## ACTIVITY
Nothing left out, nothing added: return the full set of records.
---- EXERCISE DATA
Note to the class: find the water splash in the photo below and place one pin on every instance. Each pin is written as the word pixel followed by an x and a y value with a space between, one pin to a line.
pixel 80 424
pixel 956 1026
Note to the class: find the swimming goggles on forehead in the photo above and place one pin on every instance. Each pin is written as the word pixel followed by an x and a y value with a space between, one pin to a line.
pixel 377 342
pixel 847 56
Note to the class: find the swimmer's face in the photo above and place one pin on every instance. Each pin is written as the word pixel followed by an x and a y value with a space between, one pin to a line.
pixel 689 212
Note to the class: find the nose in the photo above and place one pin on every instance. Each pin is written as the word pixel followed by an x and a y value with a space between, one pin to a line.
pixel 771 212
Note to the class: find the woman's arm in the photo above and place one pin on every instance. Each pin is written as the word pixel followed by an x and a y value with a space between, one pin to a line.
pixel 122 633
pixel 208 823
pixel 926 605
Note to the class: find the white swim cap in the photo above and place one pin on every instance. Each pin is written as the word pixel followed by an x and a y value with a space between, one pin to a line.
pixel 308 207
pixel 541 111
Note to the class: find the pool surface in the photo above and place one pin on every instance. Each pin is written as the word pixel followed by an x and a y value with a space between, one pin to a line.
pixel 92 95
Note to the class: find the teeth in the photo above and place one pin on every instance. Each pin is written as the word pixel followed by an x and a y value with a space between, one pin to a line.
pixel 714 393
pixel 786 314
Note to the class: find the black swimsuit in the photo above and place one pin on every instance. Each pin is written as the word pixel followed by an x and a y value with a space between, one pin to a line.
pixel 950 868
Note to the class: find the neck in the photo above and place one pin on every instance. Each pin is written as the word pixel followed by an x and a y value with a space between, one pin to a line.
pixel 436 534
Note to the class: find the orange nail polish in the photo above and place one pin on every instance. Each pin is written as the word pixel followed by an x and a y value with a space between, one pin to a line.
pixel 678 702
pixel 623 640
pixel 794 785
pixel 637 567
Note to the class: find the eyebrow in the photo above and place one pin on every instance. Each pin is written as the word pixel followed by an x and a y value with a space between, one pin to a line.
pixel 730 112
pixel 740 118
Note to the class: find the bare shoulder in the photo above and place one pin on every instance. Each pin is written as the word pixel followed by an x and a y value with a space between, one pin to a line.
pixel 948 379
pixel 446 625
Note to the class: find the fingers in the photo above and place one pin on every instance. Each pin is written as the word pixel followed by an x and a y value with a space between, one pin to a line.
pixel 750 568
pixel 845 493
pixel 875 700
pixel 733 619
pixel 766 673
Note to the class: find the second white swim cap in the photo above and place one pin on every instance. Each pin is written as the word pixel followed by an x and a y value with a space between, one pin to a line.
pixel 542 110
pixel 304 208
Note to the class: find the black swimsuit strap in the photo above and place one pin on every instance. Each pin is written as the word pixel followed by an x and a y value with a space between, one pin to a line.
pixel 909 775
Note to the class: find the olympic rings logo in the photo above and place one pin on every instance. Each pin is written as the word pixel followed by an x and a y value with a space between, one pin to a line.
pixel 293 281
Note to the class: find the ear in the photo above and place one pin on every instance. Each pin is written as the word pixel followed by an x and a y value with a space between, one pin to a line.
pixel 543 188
--------
## PROBLEM SOLUTION
Note to the class: find the water splash in the photo below and place one pin on every instance. Each pin is written as the word pixel followed by an x and a y value with a space between, one pin to a line.
pixel 80 424
pixel 956 1026
Note to the class: find the swimming goggles on forehead in the photo above and place one pin on every instance. Each pin is written as the word pixel followed by an x and a y value with a space between, one pin to a line.
pixel 377 342
pixel 847 56
Note to the class: find the swimmer's face in the photo above and place one pin on every instance. Each pin is written as the word pixel followed by an x and a y value with a space between, one pin to a line.
pixel 689 212
Note to the class: find the nose in the photo above and place one pin on every instance. Each pin is written as the word pixel followed by an x and a y value with a space between, one pin to a line.
pixel 771 212
Note to the class: find the woman's arm in the photo above and place one pin on every instance. Each pin is written as the word pixel followed by an x and a y value with a space between, one pin to a line.
pixel 122 633
pixel 208 823
pixel 926 605
Note to the class: find the white swim cap in the photo above and place one pin on every instance. Each pin is written as the word pixel followed by an x and a y value with a space between, one pin to a line.
pixel 308 207
pixel 541 111
Note to the class: find the pool surface in the photo above and place one pin on every instance. Each pin is written as the word pixel followed by an x and a y value with a space between, one pin to a line.
pixel 92 95
Note to the class: find the teeth in the photo above and place one pin on every instance. Each pin is written as the word pixel followed by an x and a y value with a space between, one pin to a line.
pixel 714 393
pixel 786 314
Note to the class: find the black swimsuit in the photo above and place one pin on every instance. Each pin is written as the word pixel followed by an x and a y value with a space between, one pin to a line.
pixel 950 868
Note to the class: find the neck in the photo above and place one pin on every instance. Each pin is written as the word pixel followed by an x and a y value with a space between, one pin to a line.
pixel 436 534
Note to the class: find the orange nail polish in the photo above and place one pin on every instance. Each pin is written as the word pixel followed by an x and a y value with a space between, one pin to a line.
pixel 678 702
pixel 623 640
pixel 794 785
pixel 637 567
Note to the class: find the eyebrow in the photo above and place one pin on every instance. Each pin is written as the word pixel followed by an x and a y value with a space between, one pin to a line.
pixel 730 112
pixel 740 118
Note to the class: find the bare shoulder in the photo above and place one pin on every instance. Each pin is written as the word pixel followed by an x and a y value with a space between, one pin to a line.
pixel 948 379
pixel 446 625
Note to the class: find the fingers in the photo above and place one pin on every instance. Each pin is written as the word pixel followed by an x and a y value with a space between, one pin to a line.
pixel 750 568
pixel 845 493
pixel 875 700
pixel 733 619
pixel 766 673
Note to the class: find the second white swim cap in the photo above and place one pin on every instance. Each pin is written as the word pixel followed by an x and a y value with a space between, one pin to a line.
pixel 542 110
pixel 304 208
Note to the class: find the black swimsuit strap in the photo above and place one pin on every instance. Each pin is written as the word pixel followed by an x and a y value with a space between, one pin to a line.
pixel 909 775
Note to the class: find the olympic rings logo in the photo above and place one pin on every instance. Each pin is written as the word pixel followed by an x and a y value with a space between, one pin to a line.
pixel 293 281
Note to the class: find the ear in the photo above and place one pin on every instance. Each pin is written as the word pixel followed by an x and a y value with a space between, one pin to a line.
pixel 543 188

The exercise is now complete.